# Start of Document segment
What but Grace?

June 1, 2010

As a congregation we have been studying through the book of Galatians, and time and time again we’ve seen Paul confront those who suggest that we are saved by works of the law and not by grace alone through faith alone in Christ alone.  Salvation by works dismisses God’s saving grace, and no one can afford to do such a thing.  We all need to guard against self-reliance (works), and to do that each day we need to remember afresh the greatness of God’s grace.  Here are a few reflections from C.H. Spurgeon which I hope will encourage you to more profoundly enjoy God’s grace this day.
# End of Document segment
# Start of Information shown
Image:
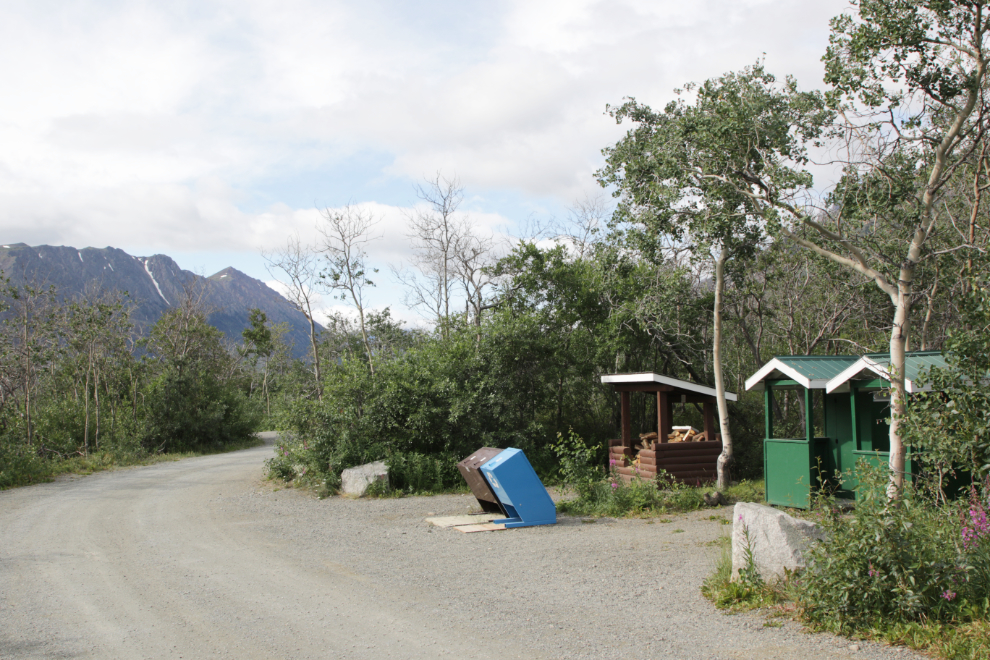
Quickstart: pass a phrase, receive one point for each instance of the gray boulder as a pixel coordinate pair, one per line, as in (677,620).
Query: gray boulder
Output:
(355,481)
(778,541)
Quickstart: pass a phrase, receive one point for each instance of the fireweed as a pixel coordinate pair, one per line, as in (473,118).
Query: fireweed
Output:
(894,563)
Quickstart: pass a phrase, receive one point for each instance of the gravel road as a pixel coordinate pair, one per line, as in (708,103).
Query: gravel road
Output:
(201,558)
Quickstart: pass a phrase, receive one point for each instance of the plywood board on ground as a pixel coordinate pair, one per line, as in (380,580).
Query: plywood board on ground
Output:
(454,521)
(483,527)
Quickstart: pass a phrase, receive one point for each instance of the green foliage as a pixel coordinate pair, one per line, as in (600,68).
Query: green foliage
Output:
(892,562)
(580,463)
(951,424)
(76,398)
(420,474)
(737,593)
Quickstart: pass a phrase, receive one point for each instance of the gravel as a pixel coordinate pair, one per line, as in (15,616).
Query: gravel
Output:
(202,558)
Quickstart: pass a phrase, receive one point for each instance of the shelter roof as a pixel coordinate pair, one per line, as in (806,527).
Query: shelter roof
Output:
(810,371)
(649,378)
(875,366)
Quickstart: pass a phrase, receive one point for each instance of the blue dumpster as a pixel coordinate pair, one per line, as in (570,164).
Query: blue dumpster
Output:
(519,490)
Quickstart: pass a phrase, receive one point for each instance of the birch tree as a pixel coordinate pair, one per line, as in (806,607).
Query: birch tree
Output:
(671,175)
(296,267)
(345,233)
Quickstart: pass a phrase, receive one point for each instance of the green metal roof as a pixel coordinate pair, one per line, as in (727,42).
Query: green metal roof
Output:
(810,371)
(874,366)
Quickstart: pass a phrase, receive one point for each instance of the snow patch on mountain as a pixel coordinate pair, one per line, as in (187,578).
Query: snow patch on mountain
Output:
(153,281)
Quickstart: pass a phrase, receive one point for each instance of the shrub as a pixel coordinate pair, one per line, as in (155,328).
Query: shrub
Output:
(893,562)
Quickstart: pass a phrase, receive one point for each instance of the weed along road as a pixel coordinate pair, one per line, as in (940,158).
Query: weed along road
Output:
(201,558)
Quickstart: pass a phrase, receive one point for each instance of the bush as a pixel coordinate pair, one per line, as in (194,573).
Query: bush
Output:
(412,473)
(896,562)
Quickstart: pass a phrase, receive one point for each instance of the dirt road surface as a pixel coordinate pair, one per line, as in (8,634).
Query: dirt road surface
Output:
(203,559)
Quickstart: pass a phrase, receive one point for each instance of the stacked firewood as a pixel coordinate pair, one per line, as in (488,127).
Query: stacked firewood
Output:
(686,434)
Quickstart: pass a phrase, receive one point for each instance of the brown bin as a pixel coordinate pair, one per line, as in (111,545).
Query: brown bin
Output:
(477,482)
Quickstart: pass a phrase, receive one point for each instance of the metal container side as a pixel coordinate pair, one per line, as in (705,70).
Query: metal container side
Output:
(470,469)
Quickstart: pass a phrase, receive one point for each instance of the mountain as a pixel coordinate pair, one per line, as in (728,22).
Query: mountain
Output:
(154,284)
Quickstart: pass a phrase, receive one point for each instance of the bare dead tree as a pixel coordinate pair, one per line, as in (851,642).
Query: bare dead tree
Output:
(438,236)
(296,267)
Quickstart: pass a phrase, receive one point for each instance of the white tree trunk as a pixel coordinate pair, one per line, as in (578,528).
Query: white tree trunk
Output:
(898,394)
(725,458)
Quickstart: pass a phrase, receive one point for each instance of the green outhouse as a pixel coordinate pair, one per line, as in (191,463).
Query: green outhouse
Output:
(865,388)
(851,409)
(794,466)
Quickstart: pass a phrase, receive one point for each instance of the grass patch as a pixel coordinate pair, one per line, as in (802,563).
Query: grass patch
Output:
(615,499)
(47,470)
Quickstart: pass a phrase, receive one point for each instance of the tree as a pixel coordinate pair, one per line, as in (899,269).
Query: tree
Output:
(345,233)
(263,344)
(298,264)
(192,402)
(97,332)
(674,175)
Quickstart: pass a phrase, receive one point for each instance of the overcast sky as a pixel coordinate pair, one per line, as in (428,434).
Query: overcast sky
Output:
(208,130)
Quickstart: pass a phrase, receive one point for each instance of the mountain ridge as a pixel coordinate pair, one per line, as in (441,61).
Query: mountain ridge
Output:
(154,284)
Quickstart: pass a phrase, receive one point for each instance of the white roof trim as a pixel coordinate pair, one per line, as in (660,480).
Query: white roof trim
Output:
(649,377)
(777,365)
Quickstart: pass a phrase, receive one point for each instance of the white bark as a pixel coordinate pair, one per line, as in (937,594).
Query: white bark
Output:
(724,464)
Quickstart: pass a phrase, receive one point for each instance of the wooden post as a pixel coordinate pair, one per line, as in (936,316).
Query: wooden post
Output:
(709,409)
(665,418)
(626,421)
(768,408)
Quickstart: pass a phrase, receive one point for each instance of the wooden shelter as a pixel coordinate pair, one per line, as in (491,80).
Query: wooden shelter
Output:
(682,455)
(854,414)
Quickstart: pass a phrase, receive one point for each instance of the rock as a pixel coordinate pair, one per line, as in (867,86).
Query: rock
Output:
(714,498)
(778,541)
(355,481)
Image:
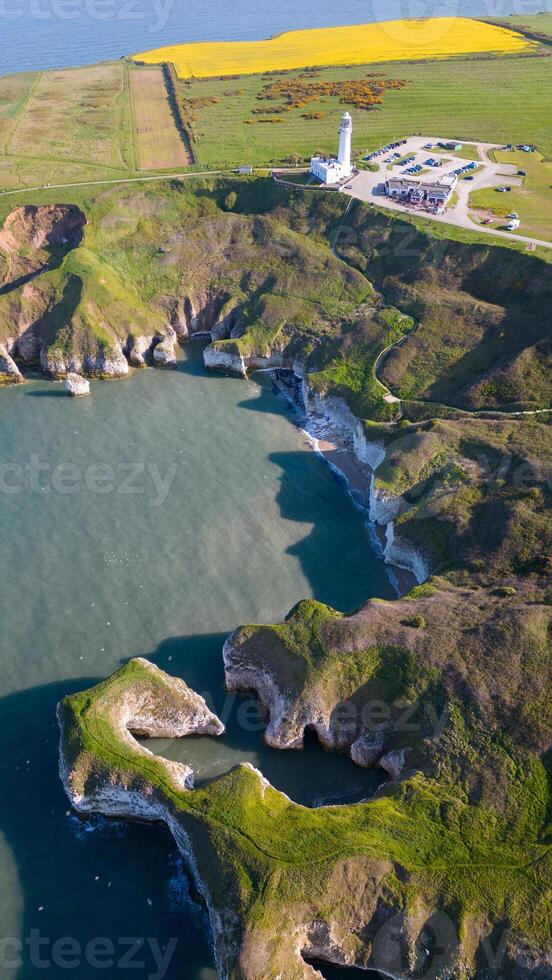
# End of Information shown
● Tasks to complete:
(a) Output the post on grace in full, word for word.
(b) Please pick out every line in the listing that contains the string "trunk", matching case exactly.
The post on grace and the listing have no connection to each other.

● The replies:
(a)
What but Grace?

June 1, 2010

As a congregation we have been studying through the book of Galatians, and time and time again we’ve seen Paul confront those who suggest that we are saved by works of the law and not by grace alone through faith alone in Christ alone.  Salvation by works dismisses God’s saving grace, and no one can afford to do such a thing.  We all need to guard against self-reliance (works), and to do that each day we need to remember afresh the greatness of God’s grace.  Here are a few reflections from C.H. Spurgeon which I hope will encourage you to more profoundly enjoy God’s grace this day.

(b)
Quickstart: pass a phrase, receive one point for each instance of the white tree trunk as a pixel coordinate pair, one per line, as in (578,528).
Query: white tree trunk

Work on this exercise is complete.